Task item:
Everything from the line holding "Could you point out the blue baseball" through the last line below is needed; please reproduce those lines exactly, adding nothing.

Data provided:
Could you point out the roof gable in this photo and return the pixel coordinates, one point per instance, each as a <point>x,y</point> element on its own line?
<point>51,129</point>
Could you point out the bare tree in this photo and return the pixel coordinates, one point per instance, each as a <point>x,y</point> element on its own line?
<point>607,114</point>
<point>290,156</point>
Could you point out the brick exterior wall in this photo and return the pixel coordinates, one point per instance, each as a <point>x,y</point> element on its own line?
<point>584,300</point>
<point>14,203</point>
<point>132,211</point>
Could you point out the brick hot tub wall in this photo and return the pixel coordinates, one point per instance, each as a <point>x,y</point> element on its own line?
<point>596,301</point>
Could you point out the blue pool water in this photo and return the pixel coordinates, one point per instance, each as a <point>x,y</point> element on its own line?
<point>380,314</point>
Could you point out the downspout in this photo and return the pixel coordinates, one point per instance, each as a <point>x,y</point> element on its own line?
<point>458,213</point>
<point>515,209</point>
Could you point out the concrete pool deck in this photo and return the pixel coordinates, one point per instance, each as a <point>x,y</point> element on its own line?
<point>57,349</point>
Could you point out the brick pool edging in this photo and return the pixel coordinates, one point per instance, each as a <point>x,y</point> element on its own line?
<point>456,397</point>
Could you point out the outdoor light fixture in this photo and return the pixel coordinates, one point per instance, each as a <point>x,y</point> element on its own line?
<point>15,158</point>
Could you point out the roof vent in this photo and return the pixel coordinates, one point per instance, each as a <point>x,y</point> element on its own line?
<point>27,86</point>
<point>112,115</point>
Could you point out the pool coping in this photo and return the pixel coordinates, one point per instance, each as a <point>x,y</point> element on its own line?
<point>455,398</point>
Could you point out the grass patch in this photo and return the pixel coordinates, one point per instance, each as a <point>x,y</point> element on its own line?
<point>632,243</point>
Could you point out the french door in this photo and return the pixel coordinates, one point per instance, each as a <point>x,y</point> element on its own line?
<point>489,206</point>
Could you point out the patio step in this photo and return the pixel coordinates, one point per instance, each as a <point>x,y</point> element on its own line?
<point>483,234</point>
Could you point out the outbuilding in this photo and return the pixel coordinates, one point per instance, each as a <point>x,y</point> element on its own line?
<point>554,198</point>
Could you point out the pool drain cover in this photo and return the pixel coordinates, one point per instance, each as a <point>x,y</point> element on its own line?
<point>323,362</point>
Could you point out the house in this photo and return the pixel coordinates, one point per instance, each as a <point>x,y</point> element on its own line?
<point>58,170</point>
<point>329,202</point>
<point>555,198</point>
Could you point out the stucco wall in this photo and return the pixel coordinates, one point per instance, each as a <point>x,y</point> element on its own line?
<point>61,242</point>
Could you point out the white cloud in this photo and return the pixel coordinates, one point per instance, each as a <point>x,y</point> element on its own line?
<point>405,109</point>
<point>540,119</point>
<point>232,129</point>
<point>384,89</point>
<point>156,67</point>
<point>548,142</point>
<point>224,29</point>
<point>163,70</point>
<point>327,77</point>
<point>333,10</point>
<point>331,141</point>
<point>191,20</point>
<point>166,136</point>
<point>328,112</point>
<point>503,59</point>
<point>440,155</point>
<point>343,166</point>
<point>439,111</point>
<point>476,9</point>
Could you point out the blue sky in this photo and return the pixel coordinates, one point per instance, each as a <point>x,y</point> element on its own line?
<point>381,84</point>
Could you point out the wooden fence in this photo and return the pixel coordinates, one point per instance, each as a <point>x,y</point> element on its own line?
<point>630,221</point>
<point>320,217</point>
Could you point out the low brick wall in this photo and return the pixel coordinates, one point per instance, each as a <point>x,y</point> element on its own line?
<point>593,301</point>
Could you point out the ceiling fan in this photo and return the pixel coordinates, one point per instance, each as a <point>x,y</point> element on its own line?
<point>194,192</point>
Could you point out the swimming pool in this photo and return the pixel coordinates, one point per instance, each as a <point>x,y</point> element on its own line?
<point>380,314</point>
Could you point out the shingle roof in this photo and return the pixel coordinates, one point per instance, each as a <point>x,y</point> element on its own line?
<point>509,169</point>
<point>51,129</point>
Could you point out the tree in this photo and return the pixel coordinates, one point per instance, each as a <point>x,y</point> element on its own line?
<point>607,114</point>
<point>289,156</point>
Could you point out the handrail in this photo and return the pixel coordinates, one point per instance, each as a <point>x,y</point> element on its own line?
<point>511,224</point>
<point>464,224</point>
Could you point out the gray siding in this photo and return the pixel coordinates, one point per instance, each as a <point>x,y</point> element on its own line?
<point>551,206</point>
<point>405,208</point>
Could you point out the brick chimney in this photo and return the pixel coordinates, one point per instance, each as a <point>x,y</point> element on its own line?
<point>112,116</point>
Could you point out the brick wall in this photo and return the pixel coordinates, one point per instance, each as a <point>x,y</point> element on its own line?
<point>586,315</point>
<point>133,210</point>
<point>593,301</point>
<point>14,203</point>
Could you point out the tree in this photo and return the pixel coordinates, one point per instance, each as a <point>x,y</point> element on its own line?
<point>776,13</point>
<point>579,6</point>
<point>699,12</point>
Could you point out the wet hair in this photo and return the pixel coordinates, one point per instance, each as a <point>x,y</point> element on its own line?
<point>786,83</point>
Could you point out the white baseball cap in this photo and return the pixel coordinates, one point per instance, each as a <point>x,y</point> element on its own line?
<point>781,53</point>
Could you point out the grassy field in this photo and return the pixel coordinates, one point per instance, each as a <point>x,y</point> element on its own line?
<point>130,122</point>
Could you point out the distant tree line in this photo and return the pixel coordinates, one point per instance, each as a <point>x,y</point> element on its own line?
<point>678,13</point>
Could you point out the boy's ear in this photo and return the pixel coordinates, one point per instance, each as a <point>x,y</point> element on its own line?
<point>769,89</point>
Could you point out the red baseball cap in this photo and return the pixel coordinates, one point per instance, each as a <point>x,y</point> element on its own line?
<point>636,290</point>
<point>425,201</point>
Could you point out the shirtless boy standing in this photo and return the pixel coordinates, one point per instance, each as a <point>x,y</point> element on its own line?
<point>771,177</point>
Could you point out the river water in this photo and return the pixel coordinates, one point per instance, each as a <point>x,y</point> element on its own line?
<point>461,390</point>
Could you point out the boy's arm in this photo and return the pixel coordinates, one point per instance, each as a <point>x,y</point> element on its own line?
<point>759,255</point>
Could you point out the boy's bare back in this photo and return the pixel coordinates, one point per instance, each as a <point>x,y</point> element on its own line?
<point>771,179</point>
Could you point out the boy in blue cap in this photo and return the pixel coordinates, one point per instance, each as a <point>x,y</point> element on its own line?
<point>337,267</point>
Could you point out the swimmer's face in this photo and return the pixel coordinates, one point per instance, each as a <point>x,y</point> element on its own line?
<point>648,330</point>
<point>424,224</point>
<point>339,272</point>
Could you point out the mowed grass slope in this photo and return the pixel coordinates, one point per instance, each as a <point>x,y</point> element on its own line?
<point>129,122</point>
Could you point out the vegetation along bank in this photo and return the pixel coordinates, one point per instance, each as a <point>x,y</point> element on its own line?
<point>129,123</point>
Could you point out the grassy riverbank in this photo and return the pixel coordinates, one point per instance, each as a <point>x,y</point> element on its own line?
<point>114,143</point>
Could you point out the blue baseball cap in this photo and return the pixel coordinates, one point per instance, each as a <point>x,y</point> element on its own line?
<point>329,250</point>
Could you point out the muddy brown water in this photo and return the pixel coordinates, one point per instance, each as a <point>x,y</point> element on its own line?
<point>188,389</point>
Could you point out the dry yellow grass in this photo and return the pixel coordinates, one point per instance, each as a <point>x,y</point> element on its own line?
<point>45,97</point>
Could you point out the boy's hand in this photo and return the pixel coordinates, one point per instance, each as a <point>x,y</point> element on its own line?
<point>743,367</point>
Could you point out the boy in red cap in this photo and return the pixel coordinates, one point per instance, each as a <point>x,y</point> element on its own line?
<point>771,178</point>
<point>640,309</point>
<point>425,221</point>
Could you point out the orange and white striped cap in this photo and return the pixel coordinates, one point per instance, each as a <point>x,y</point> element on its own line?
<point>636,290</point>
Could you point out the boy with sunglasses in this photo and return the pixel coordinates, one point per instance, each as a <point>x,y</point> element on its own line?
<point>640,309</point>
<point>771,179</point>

Answer to this task:
Could you point out the blue baseball cap in this photo and return the pixel coordinates, one point per instance, each as a <point>x,y</point> element on its own line?
<point>329,250</point>
Could you point out the muddy brown water in this photo and return the pixel coordinates, one point per instance, each as a <point>x,y</point> element on its own line?
<point>188,389</point>
Could you point out the dry yellow grass in this photo and return the pixel coordinates, one point per instance, each as a <point>x,y</point> element on its own line?
<point>45,97</point>
Could you point out the boy's hand in this photo and return the pixel coordinates, one point per instance, each as a <point>x,y</point> element on its own line?
<point>743,367</point>
Could you point out the boy in red cap in this photo and return the pixel coordinates, one point per instance, each as a <point>x,y</point> element on its own line?
<point>771,178</point>
<point>640,309</point>
<point>425,221</point>
Could you point out the orange and white striped cap in this photo and return the pixel coordinates, one point per instance, each as a <point>x,y</point> element on its own line?
<point>636,290</point>
Could you point out the boy with sunglasses in this photo and return the pixel coordinates, one point per instance, each as a <point>x,y</point> element on its own line?
<point>640,309</point>
<point>771,179</point>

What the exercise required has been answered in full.